• [PROBLEM TO SOLVE]:
With the records in front of you, set every one of them down exactly.

(Natural language region descriptions)

<<<<

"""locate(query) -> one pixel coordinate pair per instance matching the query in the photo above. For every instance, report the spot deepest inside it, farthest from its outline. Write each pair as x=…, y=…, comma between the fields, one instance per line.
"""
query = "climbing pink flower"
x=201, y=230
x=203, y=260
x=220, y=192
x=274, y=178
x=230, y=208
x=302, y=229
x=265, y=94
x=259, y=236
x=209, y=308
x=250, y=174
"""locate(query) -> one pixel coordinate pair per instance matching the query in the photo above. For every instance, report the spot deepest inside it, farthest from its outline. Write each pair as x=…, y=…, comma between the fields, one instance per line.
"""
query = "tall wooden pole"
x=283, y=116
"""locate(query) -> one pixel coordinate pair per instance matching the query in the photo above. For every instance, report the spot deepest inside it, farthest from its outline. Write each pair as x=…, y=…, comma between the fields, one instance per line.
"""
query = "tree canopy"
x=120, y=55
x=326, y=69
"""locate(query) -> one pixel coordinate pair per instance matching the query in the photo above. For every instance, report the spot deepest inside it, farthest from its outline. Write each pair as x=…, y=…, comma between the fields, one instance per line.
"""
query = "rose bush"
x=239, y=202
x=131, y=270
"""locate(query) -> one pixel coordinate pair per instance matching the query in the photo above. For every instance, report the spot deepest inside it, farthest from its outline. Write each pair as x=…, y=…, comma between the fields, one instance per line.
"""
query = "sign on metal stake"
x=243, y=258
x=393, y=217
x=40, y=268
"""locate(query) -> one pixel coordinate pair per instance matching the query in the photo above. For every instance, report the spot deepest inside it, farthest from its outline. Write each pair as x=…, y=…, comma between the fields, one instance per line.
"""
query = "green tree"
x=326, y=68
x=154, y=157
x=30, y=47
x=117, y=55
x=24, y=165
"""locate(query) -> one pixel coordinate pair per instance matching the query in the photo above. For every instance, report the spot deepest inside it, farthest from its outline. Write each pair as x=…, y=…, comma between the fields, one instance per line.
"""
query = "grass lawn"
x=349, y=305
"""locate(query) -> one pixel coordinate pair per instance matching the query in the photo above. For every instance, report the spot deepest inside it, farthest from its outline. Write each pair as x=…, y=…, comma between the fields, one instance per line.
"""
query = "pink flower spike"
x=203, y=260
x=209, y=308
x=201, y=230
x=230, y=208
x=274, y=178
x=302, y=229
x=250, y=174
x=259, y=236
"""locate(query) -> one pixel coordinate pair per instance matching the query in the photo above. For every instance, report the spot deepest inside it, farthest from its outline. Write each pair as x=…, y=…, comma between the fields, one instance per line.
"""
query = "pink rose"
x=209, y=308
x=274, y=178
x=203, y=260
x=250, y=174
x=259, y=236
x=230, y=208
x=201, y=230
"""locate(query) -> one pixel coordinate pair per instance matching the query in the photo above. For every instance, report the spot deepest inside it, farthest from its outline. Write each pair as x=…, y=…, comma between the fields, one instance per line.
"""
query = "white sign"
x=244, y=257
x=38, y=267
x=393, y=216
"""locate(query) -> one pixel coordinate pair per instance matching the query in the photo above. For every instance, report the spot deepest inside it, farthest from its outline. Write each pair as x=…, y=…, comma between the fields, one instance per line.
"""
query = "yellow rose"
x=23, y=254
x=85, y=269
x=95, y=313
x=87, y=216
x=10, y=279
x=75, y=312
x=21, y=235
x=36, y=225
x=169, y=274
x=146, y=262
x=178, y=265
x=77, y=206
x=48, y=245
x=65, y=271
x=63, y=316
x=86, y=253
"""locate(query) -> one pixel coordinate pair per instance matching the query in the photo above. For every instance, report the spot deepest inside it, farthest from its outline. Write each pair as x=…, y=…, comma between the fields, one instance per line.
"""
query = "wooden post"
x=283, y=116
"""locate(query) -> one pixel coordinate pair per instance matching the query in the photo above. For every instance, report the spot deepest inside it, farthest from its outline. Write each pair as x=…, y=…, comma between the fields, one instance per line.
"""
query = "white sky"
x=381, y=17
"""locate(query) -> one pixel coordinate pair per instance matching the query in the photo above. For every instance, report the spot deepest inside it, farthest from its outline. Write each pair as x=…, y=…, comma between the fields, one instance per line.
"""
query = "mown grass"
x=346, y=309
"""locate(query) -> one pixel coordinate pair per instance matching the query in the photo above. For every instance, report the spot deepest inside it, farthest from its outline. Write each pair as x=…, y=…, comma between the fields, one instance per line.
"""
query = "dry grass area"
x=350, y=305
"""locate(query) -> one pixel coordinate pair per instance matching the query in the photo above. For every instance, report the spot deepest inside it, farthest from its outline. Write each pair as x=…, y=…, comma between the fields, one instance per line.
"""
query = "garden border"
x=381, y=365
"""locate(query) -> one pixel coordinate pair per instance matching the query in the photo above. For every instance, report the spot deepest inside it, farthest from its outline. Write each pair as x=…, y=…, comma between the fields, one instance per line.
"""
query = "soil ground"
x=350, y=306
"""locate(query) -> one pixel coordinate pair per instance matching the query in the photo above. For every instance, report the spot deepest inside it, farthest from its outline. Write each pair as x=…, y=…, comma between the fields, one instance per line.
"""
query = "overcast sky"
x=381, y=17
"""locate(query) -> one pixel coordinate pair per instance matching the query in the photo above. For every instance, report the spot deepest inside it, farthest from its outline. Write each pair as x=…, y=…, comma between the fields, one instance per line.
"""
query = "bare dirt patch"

>>>>

• [ANSWER SPACE]:
"""locate(query) -> one pixel coordinate pair per instance matching the query in the photo above. For every instance, report the spot deepest inside it, farthest from its outline. Write each pair as x=…, y=…, comma between the fields, one instance per line.
"""
query = "climbing pink flower"
x=201, y=230
x=203, y=260
x=220, y=192
x=274, y=178
x=230, y=208
x=302, y=229
x=265, y=94
x=259, y=236
x=209, y=308
x=250, y=174
"""locate(query) -> one pixel coordinate pair per instance matching the query in the photo above. For every instance, report the spot deepest inside it, farthest from its outline. Write each pair as x=…, y=…, comma between the fields, one instance per line.
"""
query = "tall wooden pole"
x=283, y=116
"""locate(query) -> one pixel coordinate pair per instance matching the query in the photo above. For every instance, report the spot deepest inside it, farthest from its outline. Write each pair as x=…, y=…, comma between the fields, one instance per line.
"""
query = "tree canopy"
x=120, y=55
x=326, y=69
"""locate(query) -> one pixel coordinate pair per instance matching the query in the photo above. For every instance, report the spot deepest inside it, farthest from its outline. Write each pair as x=…, y=…, comma between the fields, one instance per line.
"""
query = "rose bush"
x=239, y=202
x=131, y=270
"""locate(query) -> one pixel coordinate pair per instance matching the query in the photo above. For every instance, report the spot deepest inside it, farthest from its outline. Write each pair as x=…, y=…, comma between the fields, one instance per line.
"""
query = "sign on metal stake"
x=243, y=258
x=393, y=217
x=40, y=268
"""locate(query) -> one pixel coordinate pair per instance matching the query in the photo above. For every instance, report the spot deepest inside it, farthest from its outline. Write each pair as x=…, y=…, comma between the fields, one instance per line.
"""
query = "green tree"
x=326, y=68
x=154, y=157
x=30, y=47
x=117, y=55
x=24, y=165
"""locate(query) -> one pixel coordinate pair per instance matching the query in the photo above. For every instance, report the spot deepest inside it, farthest from its outline. Write each pair as x=…, y=…, comma between the fields, one instance per line.
"""
query = "grass lawn"
x=349, y=305
"""locate(query) -> one pixel coordinate pair per instance matching the query in the photo above. For every instance, report the spot deepest inside it, farthest from its outline. Write each pair as x=…, y=…, comma between the fields, one instance per line.
"""
query = "pink flower spike"
x=203, y=260
x=209, y=308
x=201, y=230
x=230, y=208
x=274, y=178
x=302, y=229
x=250, y=174
x=259, y=236
"""locate(query) -> one pixel coordinate pair per instance matching the query in the photo above. For every instance, report the spot deepest inside it, farthest from its outline. Write each pair as x=…, y=…, comma between the fields, one instance per line.
"""
query = "pink rose"
x=209, y=308
x=274, y=178
x=203, y=260
x=250, y=174
x=259, y=236
x=230, y=208
x=201, y=230
"""locate(query) -> one pixel coordinate pair per instance matching the query in the photo above. For every instance, report the spot deepest inside it, farthest from its outline. Write each pair as x=…, y=…, comma between the fields, one instance per line.
"""
query = "white sign"
x=244, y=257
x=38, y=267
x=393, y=216
"""locate(query) -> one pixel coordinate pair per instance matching the query in the photo above. For every instance, report the spot deepest inside it, farthest from its outline. Write each pair as x=…, y=…, comma between the fields, one instance per line.
"""
query = "yellow rose"
x=23, y=254
x=85, y=269
x=95, y=313
x=87, y=216
x=10, y=279
x=75, y=312
x=21, y=235
x=36, y=225
x=169, y=274
x=146, y=262
x=178, y=265
x=77, y=206
x=48, y=245
x=65, y=271
x=63, y=316
x=86, y=253
"""locate(query) -> one pixel coordinate pair per instance matching the query in the photo above. For every instance, report the spot deepest inside it, farthest from its outline. Write each pair as x=…, y=…, comma between the fields, one instance per line.
"""
query = "wooden post"
x=283, y=116
"""locate(query) -> one pixel coordinate pair per instance matching the query in the photo above. For every instance, report the spot deepest inside it, farthest from its outline. Write each pair as x=…, y=…, comma between the fields, one instance per line.
"""
query = "white sky"
x=381, y=17
"""locate(query) -> one pixel coordinate pair per instance matching the query in the photo above. For every instance, report the spot deepest inside it, farthest from its outline. Write each pair as x=…, y=…, comma between the fields, one instance per line.
"""
query = "mown grass"
x=346, y=309
"""locate(query) -> one pixel coordinate pair per instance matching the query in the photo above. For every instance, report the spot deepest inside it, farthest from its outline. Write each pair as x=…, y=…, comma between the fields, one instance per line.
"""
query = "dry grass area"
x=350, y=305
"""locate(query) -> one pixel coordinate pair per instance matching the query in the photo above. For every instance, report the spot deepest inside it, farthest from its outline. Write each pair as x=…, y=…, comma between the fields, one instance per line.
"""
query = "garden border"
x=381, y=365
"""locate(query) -> one pixel coordinate pair per instance matching the query in the photo above. For every instance, report the spot deepest inside it, farthest from its outline. Write each pair as x=…, y=…, comma between the fields, one instance per line.
"""
query = "soil ground"
x=350, y=306
"""locate(query) -> one pixel coordinate pair per instance matching the query in the photo above. For every instance, report the spot deepest inside it, farthest from its outline. Write each pair as x=…, y=…, comma between the fields, one instance per line.
"""
query = "overcast sky"
x=381, y=17
"""locate(query) -> one pixel coordinate pair per instance matching the query in the photo above. For every instance, report the spot deepest inside it, farthest from its outline. Write each pair as x=…, y=…, comma between the fields, one instance per line.
"""
query = "bare dirt patch"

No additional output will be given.